**Work to complete**
Arrange the listing, from its first line through the line containing "[567, 324, 604, 373]", as a JSON list of strings with one string per line, omitting blank lines.

Region labeling records:
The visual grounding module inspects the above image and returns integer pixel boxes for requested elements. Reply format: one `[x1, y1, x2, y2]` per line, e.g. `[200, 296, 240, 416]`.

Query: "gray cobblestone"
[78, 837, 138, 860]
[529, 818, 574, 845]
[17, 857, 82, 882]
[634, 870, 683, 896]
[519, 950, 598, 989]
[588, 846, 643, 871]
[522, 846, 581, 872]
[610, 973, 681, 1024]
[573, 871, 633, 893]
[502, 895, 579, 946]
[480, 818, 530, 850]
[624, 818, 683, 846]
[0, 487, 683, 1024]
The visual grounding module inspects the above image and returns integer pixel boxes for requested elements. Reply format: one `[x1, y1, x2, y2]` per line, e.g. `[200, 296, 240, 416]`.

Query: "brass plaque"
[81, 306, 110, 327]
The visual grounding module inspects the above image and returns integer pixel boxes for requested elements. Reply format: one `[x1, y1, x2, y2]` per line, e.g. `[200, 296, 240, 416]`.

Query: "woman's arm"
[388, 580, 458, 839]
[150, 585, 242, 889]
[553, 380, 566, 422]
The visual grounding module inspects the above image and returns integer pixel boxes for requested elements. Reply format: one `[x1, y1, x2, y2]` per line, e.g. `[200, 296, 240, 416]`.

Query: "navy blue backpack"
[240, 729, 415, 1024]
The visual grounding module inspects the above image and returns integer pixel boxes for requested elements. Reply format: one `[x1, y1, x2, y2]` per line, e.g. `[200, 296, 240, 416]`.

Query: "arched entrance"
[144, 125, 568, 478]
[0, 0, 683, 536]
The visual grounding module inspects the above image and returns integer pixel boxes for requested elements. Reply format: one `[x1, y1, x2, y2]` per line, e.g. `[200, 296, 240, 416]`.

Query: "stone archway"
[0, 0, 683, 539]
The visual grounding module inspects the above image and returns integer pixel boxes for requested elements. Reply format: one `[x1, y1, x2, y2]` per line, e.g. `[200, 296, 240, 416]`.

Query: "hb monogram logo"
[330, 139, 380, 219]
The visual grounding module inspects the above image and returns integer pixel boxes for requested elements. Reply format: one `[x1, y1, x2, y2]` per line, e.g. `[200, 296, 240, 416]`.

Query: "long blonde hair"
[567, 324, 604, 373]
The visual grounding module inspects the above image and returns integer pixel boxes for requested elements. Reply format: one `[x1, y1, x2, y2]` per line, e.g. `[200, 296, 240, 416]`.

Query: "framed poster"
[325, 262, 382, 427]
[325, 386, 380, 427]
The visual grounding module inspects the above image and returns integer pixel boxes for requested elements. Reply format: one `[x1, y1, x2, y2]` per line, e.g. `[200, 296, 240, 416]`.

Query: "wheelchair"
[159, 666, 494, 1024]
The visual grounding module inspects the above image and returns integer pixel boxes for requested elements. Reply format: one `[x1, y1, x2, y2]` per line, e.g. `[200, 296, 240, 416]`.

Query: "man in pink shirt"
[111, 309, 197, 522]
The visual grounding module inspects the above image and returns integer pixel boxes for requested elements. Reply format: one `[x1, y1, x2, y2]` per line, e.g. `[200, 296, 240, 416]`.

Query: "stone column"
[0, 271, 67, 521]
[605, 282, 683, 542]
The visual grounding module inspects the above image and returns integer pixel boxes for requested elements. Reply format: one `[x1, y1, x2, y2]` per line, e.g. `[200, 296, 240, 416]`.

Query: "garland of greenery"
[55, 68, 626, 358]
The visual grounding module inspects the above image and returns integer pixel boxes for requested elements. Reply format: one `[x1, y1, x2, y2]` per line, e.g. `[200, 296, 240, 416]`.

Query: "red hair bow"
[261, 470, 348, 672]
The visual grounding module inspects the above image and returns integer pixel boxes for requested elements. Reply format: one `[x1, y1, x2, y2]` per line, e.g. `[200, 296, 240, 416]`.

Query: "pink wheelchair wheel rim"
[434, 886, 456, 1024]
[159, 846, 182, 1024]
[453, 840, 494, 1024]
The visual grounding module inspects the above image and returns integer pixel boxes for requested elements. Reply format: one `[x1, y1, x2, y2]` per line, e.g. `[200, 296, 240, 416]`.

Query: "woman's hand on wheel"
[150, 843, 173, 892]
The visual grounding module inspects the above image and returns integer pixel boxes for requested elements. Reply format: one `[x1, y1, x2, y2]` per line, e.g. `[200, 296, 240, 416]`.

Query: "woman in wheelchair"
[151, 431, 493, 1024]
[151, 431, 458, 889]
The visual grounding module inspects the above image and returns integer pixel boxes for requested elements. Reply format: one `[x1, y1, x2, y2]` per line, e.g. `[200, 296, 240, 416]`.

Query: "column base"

**Response**
[
  "The visual grounding module inspects the above image and returns integer pixel boxes for requested elements. Reply format: one `[x1, y1, x2, y2]` per line, e.g. `[200, 296, 240, 416]`.",
  "Query: \"gray cobblestone\"",
  "[78, 837, 138, 860]",
  "[529, 818, 574, 845]",
  "[17, 857, 82, 882]",
  "[634, 870, 683, 896]",
  "[519, 950, 598, 989]",
  "[588, 846, 643, 871]",
  "[522, 846, 581, 872]",
  "[610, 973, 681, 1024]",
  "[573, 871, 633, 893]",
  "[502, 895, 579, 946]",
  "[480, 818, 530, 850]",
  "[624, 818, 683, 846]",
  "[0, 487, 683, 1024]",
  "The visual grounding module inspects the above image and returns integer pixel boxes for requested elements. Reply format: one `[x1, y1, x2, y2]` per line, e.g. `[200, 296, 240, 416]`.",
  "Query: \"brass plaque\"",
  "[81, 306, 110, 327]",
  "The visual grounding module inspects the above image and returns integer pixel boxes for requested elements. Reply format: one `[x1, y1, x2, y2]` per line, e.g. `[200, 296, 240, 416]`.",
  "Query: \"woman's arm\"",
  "[388, 580, 458, 839]",
  "[150, 585, 242, 889]",
  "[553, 380, 566, 422]",
  "The visual grounding module inspects the above image and returns integer pixel boxes for requested elements. Reply format: one `[x1, y1, x2, y2]` per line, e.g. `[200, 296, 240, 416]`.",
  "Query: \"navy blue backpack\"",
  "[240, 729, 415, 1024]",
  "The visual grounding module inspects the above image and returns integer pixel boxes for requested elements. Reply format: one `[x1, y1, x2, y2]` per line, e.g. `[200, 296, 240, 416]`.",
  "Query: \"arched entrance\"",
  "[144, 125, 568, 478]",
  "[0, 0, 683, 536]",
  "The visual grounding module inspects the above image and returns integer pixel boxes for requested elements. Reply format: one `[x1, y1, x2, y2]` per line, e.g. `[200, 296, 240, 416]`.",
  "Query: \"stone archway\"",
  "[0, 0, 683, 539]",
  "The visual grounding module inspects the above image and returns integer pixel boxes for requested elements. Reply format: one `[x1, y1, x2, y2]` per line, e.g. `[200, 296, 240, 416]`.",
  "Query: \"hb monogram logo\"",
  "[330, 139, 380, 219]",
  "The visual grounding module inspects the above image and returns integer pixel boxes for requested elements. Reply format: one `[x1, y1, x2, y2]` per line, e.g. `[200, 296, 240, 416]`.",
  "Query: \"long blonde hair\"",
  "[567, 324, 604, 373]"
]